### Extrait

Dans la carrière de tout artiste, il arrive un moment où les principes et les paradigmes de création et de production, adoptés de longue date, sont remis en question. En trente ans de carrière, William Forsythe a créé trois pièces qui peuvent être considérées comme les piliers de sa conception du ballet, de ses prémisses historiques et de ses modes de fonctionnement. Gänge, dont le premier volet a été produit par le NDT en 1982, entamait son exploration du monde du ballet sous l’angle d’un discours composé de règles chorégraphiques et de descriptions verbales, issues de la réflexion des danseurs sur leur quotidien, qui conduisait à la création de leurs rôles sur la scène. The Questioning of Robert Scott †, présenté en première par la compagnie Ballett Frankfurt en 1986, a suscité l’intérêt de Forsythe pour la coordination physique du corps du danseur de ballet lui-même. L’alignement classique des membres a été déstructuré et réaligné ; l’orientation du corps dans l’espace a été modifiée de manière révolutionnaire en faisant se déplacer l’attention du danseur, traditionnellement portée sur des points dans l’espace, vers des pulsations émanant de son corps ; la structure chorégraphique a été élargie en percevant les positions et les mouvements comme des informations susceptibles d’êtres lues, assimilées et réinjectées dans la structure. Tout cela a débouché sur ce que nous appelons aujourd’hui le « style Forsythe » ou, plus précisément, sa sensibilité spécifique au mouvement.

Cependant, William Forsythe, dont on connaît l’intérêt pour de nombreux domaines artistiques et scientifiques, a toujours refusé de se laisser étiqueter. Si, pendant près de deux décennies, Robert Scott a servi de référence à la remise en question des principes du ballet, Decreation se veut le modèle d’un nouveau domaine d’investigation. Dès sa première, le 27 avril 2003 au Bockenheimer Depot de Francfort, Decreation faisait pressentir la naissance d’un nouveau courant. Dès lors, le premier intérêt de Forsythe n’est plus le séquencement de mouvements dans le temps et l’espace, ni l’invention de structures chorégraphiques qu’il incombe aux danseurs de remplir par des improvisations structurées, mais d’explorer des états physiques auxquels le corps est amené par des méthodes spécifiques de création de mouvements.

######

- **Consigne 1**:
Recopiez fidèlement le passage de l'extrait consacré à William Forsythe, de « Cependant, William Forsythe, dont » à « création de mouvements. ».

### Les enregistrements

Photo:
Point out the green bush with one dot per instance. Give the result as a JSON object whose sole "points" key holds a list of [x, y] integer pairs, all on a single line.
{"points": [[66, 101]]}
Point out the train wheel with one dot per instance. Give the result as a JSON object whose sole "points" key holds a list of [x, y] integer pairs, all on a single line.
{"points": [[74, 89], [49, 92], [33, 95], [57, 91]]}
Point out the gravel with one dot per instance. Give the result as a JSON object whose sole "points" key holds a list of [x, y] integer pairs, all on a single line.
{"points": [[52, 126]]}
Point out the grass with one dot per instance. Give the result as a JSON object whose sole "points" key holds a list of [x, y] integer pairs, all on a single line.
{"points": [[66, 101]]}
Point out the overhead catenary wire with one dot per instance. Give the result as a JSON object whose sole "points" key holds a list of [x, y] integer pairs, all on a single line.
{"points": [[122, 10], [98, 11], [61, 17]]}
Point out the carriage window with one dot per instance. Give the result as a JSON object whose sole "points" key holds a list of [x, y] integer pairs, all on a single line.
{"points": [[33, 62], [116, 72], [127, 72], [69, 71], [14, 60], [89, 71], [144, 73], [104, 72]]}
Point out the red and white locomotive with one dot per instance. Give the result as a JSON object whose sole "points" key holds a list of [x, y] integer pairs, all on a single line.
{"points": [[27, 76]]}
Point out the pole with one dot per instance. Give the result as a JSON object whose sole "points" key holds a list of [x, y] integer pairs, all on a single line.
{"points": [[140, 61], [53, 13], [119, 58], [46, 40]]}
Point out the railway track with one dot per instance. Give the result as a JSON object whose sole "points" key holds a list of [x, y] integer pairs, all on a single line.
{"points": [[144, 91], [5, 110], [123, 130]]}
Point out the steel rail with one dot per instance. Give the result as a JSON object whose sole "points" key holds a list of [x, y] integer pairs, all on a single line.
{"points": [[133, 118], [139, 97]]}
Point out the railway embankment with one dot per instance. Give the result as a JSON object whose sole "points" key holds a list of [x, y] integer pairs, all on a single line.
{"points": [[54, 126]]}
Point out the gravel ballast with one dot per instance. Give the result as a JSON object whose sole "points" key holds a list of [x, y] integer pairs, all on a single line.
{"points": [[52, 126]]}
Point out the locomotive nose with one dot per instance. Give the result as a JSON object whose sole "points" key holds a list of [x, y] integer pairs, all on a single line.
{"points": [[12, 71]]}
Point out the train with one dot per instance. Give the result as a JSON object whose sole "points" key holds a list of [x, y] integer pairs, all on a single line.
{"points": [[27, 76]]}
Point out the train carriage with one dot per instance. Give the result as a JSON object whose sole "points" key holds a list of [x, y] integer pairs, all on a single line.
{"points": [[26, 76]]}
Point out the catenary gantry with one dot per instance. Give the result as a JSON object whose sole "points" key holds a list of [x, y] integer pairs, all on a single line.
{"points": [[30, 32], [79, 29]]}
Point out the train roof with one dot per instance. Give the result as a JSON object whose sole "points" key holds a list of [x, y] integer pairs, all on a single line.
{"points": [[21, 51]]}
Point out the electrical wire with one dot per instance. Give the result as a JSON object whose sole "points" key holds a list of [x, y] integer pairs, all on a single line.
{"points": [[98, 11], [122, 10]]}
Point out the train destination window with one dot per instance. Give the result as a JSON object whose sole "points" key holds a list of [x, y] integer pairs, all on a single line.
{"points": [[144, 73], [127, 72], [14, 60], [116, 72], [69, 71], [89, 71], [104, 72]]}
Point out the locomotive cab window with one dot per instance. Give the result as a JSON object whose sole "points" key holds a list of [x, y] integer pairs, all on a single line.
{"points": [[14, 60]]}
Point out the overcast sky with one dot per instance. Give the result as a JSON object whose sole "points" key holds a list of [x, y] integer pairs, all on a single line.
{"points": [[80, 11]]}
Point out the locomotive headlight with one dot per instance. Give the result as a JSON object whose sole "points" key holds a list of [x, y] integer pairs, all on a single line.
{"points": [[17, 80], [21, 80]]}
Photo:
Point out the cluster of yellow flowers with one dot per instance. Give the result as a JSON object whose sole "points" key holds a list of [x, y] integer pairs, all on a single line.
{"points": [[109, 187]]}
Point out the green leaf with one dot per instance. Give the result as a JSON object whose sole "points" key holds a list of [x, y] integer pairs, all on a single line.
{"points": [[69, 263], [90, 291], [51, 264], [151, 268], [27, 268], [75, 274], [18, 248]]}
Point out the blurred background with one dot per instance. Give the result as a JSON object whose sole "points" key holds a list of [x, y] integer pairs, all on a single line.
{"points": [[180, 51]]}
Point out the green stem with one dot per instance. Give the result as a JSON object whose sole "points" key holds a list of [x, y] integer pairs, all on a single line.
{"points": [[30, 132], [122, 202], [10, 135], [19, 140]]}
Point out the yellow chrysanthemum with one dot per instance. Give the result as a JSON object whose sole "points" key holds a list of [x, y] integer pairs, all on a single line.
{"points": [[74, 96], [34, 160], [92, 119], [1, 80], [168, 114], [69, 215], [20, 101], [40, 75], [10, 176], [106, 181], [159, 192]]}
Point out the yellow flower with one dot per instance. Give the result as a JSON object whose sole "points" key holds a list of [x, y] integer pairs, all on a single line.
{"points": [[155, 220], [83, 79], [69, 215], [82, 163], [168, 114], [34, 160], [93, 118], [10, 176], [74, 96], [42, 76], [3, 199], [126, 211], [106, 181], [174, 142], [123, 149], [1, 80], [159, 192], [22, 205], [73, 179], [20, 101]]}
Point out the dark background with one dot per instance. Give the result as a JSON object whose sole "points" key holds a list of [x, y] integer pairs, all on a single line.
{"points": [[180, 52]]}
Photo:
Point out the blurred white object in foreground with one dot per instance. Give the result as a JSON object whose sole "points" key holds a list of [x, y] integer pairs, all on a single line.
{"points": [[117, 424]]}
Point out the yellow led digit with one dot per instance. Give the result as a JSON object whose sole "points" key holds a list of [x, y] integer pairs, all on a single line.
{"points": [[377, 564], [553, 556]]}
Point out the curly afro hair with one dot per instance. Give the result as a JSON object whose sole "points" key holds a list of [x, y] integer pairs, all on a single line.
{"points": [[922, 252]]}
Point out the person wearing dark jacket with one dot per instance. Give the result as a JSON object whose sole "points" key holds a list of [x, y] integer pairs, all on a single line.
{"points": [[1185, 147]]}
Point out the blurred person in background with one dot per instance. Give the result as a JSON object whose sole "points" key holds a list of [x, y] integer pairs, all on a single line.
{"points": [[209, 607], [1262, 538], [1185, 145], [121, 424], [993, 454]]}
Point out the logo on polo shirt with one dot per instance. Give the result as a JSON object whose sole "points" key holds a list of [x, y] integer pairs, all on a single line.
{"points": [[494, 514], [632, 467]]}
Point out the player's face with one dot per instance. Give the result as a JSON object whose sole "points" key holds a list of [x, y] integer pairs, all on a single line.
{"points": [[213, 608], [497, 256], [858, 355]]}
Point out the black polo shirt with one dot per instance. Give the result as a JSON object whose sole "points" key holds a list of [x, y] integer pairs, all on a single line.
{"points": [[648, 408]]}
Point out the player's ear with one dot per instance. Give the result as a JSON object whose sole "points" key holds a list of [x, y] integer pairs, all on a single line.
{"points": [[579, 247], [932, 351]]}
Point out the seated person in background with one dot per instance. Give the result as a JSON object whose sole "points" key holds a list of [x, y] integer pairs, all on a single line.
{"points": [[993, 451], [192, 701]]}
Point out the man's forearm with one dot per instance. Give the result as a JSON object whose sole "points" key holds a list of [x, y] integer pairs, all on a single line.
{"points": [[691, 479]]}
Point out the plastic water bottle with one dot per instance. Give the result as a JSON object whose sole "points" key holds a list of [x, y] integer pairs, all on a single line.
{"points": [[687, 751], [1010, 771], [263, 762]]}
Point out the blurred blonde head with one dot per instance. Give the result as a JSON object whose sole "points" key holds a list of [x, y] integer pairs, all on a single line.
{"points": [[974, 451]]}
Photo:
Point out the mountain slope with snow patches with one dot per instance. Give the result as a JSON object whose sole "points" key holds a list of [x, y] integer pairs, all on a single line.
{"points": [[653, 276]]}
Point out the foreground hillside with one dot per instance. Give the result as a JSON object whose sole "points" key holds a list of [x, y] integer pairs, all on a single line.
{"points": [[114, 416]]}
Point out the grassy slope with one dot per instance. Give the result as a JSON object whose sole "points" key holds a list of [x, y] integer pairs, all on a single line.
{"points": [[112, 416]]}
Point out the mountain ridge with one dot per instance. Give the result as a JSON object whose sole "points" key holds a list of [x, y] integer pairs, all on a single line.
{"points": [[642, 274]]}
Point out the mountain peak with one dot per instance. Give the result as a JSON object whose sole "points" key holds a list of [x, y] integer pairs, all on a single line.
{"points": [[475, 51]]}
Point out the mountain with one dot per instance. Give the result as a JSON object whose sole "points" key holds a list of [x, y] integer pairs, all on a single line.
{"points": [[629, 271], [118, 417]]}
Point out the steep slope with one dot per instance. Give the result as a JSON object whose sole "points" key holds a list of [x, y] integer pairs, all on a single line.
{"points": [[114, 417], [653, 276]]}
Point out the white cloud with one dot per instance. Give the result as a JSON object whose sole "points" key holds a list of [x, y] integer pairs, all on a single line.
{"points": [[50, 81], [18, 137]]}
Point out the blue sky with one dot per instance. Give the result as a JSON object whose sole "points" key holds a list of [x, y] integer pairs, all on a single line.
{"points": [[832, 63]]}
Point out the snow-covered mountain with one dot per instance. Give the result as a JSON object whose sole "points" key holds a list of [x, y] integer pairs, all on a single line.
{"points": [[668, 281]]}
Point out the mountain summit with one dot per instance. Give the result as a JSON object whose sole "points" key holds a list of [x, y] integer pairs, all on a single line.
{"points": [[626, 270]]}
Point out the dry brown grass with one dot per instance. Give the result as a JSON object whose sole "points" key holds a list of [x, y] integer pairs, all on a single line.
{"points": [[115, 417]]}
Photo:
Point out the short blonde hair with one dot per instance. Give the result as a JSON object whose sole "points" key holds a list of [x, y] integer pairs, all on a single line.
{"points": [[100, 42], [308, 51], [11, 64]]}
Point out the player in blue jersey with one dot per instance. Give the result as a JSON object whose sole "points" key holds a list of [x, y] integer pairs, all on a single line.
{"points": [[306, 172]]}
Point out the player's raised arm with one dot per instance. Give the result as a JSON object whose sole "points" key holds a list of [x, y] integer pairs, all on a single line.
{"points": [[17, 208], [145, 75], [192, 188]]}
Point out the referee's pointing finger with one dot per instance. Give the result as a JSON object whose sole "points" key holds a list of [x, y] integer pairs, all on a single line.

######

- **Consigne 2**:
Dans les enregistrements, reproduisez les lignes allant de celle qui contient « Point out the player's raised » jusqu'à la dernière, en substituant « hand » à « arm » sans rien modifier d'autre.

- **Corrigé détaillé 1**:
Cependant, William Forsythe, dont on connaît l’intérêt pour de nombreux domaines artistiques et scientifiques, a toujours refusé de se laisser étiqueter. Si, pendant près de deux décennies, Robert Scott a servi de référence à la remise en question des principes du ballet, Decreation se veut le modèle d’un nouveau domaine d’investigation. Dès sa première, le 27 avril 2003 au Bockenheimer Depot de Francfort, Decreation faisait pressentir la naissance d’un nouveau courant. Dès lors, le premier intérêt de Forsythe n’est plus le séquencement de mouvements dans le temps et l’espace, ni l’invention de structures chorégraphiques qu’il incombe aux danseurs de remplir par des improvisations structurées, mais d’explorer des états physiques auxquels le corps est amené par des méthodes spécifiques de création de mouvements.

- **Corrigé détaillé 2**:
Point out the player's raised hand with one dot per instance. Give the result as a JSON object whose sole "points" key holds a list of [x, y] integer pairs, all on a single line.
{"points": [[17, 208], [145, 75], [192, 188]]}
Point out the referee's pointing finger with one dot per instance. Give the result as a JSON object whose sole "points" key holds a list of [x, y] integer pairs, all on a single line.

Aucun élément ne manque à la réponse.